◆ **RECORDED DATA**
---------------

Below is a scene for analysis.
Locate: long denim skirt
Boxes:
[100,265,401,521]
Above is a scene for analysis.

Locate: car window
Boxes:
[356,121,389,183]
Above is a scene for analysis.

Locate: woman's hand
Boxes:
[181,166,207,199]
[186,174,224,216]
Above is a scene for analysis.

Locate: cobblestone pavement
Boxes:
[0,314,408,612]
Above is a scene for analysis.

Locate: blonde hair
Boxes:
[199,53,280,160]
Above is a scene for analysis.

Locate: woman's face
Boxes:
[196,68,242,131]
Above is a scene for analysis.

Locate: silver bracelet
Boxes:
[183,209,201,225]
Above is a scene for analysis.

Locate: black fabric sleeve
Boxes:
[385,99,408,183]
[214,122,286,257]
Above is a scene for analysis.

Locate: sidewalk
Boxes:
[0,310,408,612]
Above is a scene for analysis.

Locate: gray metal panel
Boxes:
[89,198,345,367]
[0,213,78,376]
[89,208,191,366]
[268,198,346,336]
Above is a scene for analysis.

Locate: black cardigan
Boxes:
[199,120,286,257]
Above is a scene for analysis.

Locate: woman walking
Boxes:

---------------

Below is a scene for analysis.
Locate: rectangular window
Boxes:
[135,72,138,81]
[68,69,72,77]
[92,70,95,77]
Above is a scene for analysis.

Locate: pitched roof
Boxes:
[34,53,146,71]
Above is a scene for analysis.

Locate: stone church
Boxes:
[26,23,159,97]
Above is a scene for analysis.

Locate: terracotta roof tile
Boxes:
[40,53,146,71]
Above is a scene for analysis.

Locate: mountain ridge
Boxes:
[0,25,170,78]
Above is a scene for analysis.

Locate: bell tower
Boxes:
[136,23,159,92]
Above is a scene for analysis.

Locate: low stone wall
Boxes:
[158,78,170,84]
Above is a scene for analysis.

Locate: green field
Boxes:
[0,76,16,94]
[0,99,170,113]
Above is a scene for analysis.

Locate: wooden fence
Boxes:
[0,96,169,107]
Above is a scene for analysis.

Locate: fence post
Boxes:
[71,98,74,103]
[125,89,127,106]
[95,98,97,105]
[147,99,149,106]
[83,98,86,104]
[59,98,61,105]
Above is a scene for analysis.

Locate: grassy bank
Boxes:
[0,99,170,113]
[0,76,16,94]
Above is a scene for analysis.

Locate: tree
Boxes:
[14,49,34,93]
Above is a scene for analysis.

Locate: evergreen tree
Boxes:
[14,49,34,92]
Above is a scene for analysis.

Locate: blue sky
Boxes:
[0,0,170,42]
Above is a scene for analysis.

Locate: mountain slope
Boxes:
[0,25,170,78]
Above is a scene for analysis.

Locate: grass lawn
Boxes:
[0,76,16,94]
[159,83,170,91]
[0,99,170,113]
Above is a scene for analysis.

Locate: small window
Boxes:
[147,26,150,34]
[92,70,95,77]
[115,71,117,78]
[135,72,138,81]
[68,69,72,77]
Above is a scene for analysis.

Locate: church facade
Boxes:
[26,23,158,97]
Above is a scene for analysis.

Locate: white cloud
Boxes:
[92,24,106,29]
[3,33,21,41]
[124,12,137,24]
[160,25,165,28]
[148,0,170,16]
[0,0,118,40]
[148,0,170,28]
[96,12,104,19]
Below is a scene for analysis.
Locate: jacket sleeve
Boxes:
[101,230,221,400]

---------------

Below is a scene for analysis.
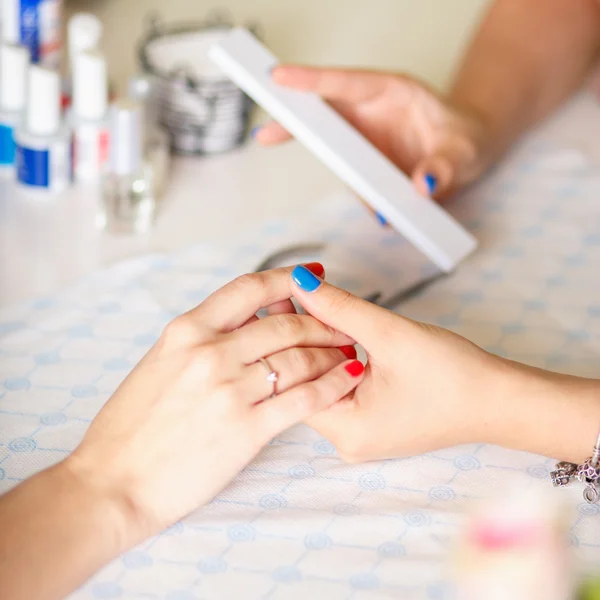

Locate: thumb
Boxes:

---------------

◆ **WHAT THIS TASK INVOLVES**
State how many lines of the material above contain the string "sleeve". Reply with the number alone.

◆ **WRITTEN REPLY**
2